Print the part of the Vidalia onion passage below that starts at "But let’s get" and ends at "marinades and dressings.", word for word.

*** SELECTION ***

But for the benefit of non-Southerners, let me first help out with some general info points & phonetics here. Vidalia is a town in the state of Georgia, about an hour or so due west of Savannah. It is pronounced with three syllables as [vuh-DAL′-ya] or [vy-DAL′-ya], the variance between the two pronunciations being the first syllable and what type of Southern accent you sport – a soft uptown drawl or a back country twang. For my Yankee friends, this is NOT pronounced as if it were a town in Italy or a botanical flower. Pronunciation here in New England has been bastardized by many into four syllables with the inflection on the wrong part (so, so harsh on my tender Southern ears!). Getting away from the pronunciation thing though, you should know that Vidalia onions are trademarked similar to French champagne, as only certain varieties grown in a specific production area in Southern Georgia can be identified, marketed and distributed as “Vidalia onions.” The distinguishing attribute of this onion is that it has a high level of sugar and is thus incredibly sweet tasting – due largely to the sandy, low sulfur soil it grows in, as well as the mild climate. You can further impress your friends at the next cocktail party with the knowledge that the Vidalia onion is Georgia’s official state vegetable.
But let’s get to the heart of this edible, as it is so mild that it is multi-purposed. Because of its sweetness, a Vidalia is perfect to eat raw – without the heinous dragon breath & after affects associated with many other onion varieties. This makes them perfect platter partners with sliced tomatoes, or chopped up and littered over stewed field peas. They are also wonderful to cook as a side dish such as a casserole, or caramelize into a chunky marmalade to serve alongside grilled meats. Vidalia onions pair well with poultry, pork and beef; people even make savory pies out of them. And, they are even made into dainty tea sandwiches and served at ladies luncheons. Heck, the Vidalia is also a great component to marinades and dressings.

*** GIVEN INFORMATION ***

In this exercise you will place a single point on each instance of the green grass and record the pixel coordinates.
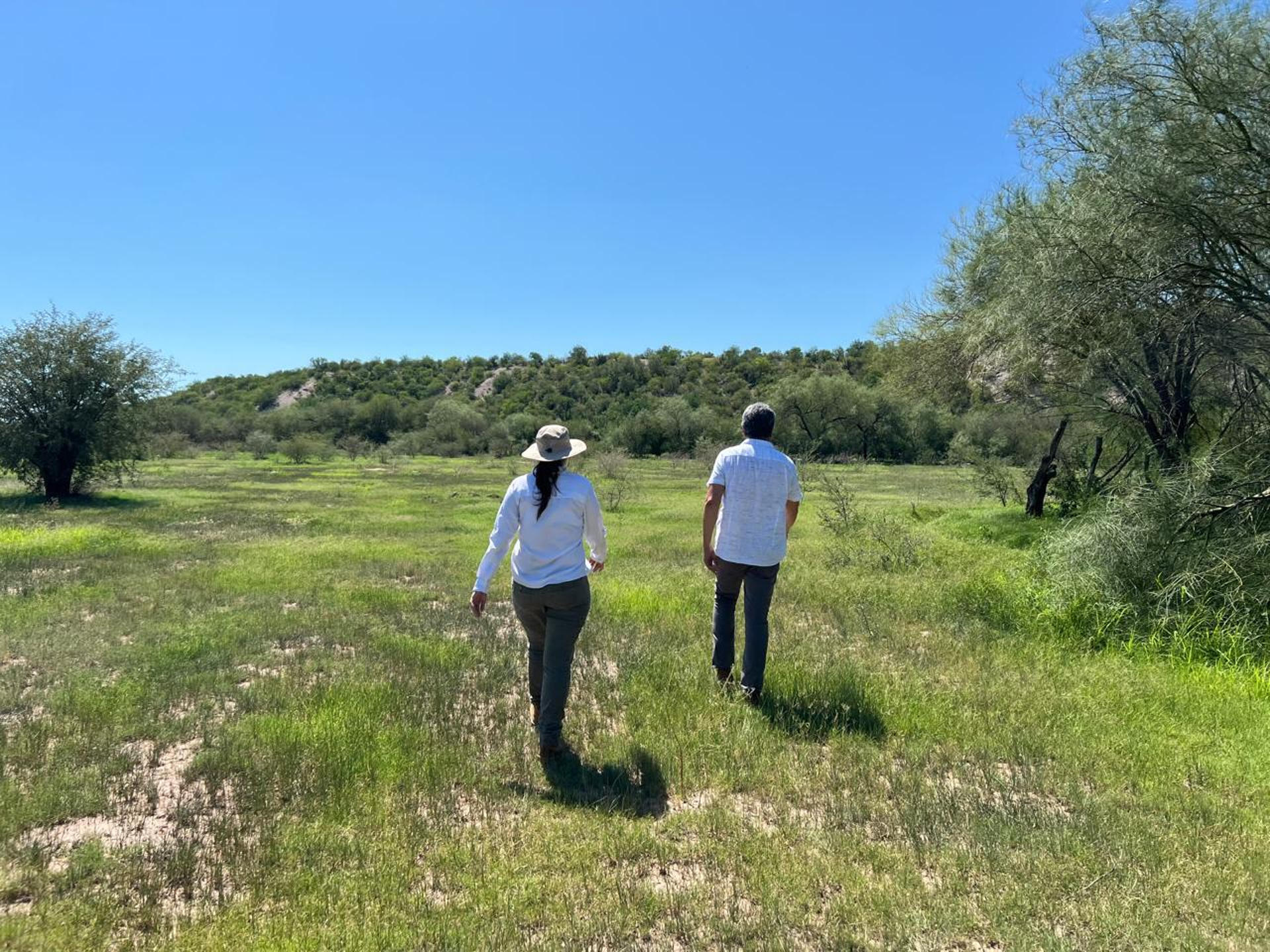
(263, 680)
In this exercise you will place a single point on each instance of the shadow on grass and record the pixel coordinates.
(635, 790)
(814, 711)
(26, 502)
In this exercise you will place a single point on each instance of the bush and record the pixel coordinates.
(259, 444)
(455, 428)
(880, 541)
(991, 476)
(1191, 546)
(414, 444)
(171, 446)
(302, 448)
(615, 483)
(353, 446)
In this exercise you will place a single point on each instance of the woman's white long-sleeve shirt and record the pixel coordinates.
(549, 550)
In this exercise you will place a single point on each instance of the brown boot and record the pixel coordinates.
(549, 753)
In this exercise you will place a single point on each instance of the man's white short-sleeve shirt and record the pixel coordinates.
(757, 479)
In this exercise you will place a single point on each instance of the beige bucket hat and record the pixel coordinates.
(553, 444)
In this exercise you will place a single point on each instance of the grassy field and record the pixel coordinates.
(243, 706)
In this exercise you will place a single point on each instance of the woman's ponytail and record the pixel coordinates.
(545, 476)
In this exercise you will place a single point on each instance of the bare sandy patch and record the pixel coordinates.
(290, 649)
(19, 906)
(1002, 787)
(464, 809)
(675, 877)
(158, 808)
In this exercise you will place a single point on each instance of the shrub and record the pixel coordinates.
(414, 444)
(876, 539)
(353, 446)
(615, 483)
(1191, 545)
(991, 476)
(259, 444)
(172, 444)
(302, 448)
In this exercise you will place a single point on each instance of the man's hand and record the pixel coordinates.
(709, 517)
(712, 560)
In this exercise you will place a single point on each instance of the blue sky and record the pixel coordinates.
(247, 186)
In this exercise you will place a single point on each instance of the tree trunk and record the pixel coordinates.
(59, 474)
(1091, 479)
(1047, 471)
(58, 483)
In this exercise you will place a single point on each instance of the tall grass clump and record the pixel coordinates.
(1181, 561)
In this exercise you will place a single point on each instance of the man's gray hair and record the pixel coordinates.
(759, 422)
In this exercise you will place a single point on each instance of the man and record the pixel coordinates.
(760, 485)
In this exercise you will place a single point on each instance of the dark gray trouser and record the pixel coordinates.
(553, 617)
(760, 582)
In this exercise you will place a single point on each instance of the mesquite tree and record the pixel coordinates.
(71, 399)
(1127, 284)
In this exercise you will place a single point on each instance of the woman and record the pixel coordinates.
(553, 510)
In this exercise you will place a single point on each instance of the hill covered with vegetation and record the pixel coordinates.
(831, 403)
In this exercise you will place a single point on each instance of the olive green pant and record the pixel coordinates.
(553, 617)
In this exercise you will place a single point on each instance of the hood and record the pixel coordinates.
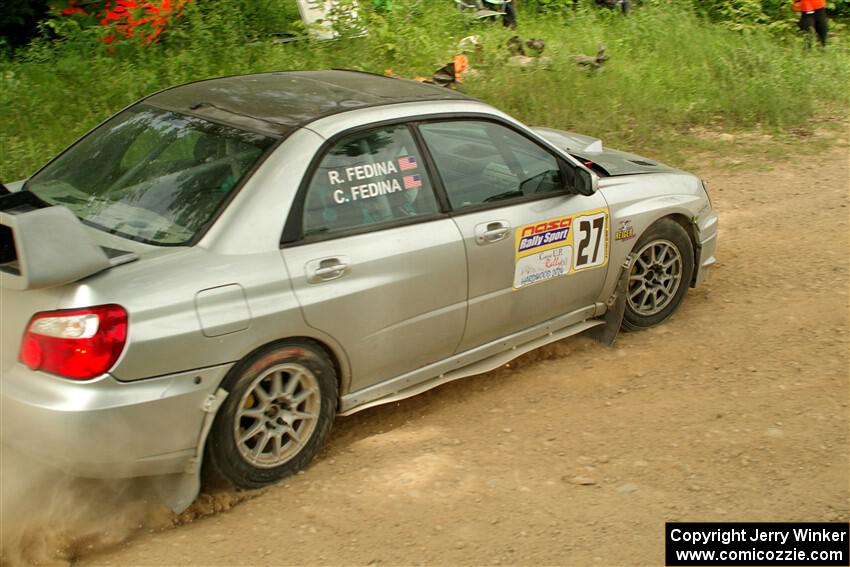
(603, 161)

***

* _SOLVED EXERCISE_:
But let’s get to the heart of this edible, as it is so mild that it is multi-purposed. Because of its sweetness, a Vidalia is perfect to eat raw – without the heinous dragon breath & after affects associated with many other onion varieties. This makes them perfect platter partners with sliced tomatoes, or chopped up and littered over stewed field peas. They are also wonderful to cook as a side dish such as a casserole, or caramelize into a chunky marmalade to serve alongside grilled meats. Vidalia onions pair well with poultry, pork and beef; people even make savory pies out of them. And, they are even made into dainty tea sandwiches and served at ladies luncheons. Heck, the Vidalia is also a great component to marinades and dressings.